* TASK ITEM *
Once you have read the records, output them exactly.

Collection entries:
────────────────────

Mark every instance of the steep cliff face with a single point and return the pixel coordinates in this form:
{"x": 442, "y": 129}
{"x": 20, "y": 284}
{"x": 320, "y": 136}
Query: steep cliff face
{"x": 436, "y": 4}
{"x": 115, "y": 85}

────────────────────

* FINISHED EXERCISE *
Mark every instance of the steep cliff face with a single point and return the pixel coordinates in this form:
{"x": 442, "y": 129}
{"x": 20, "y": 284}
{"x": 320, "y": 136}
Query: steep cliff face
{"x": 436, "y": 4}
{"x": 115, "y": 85}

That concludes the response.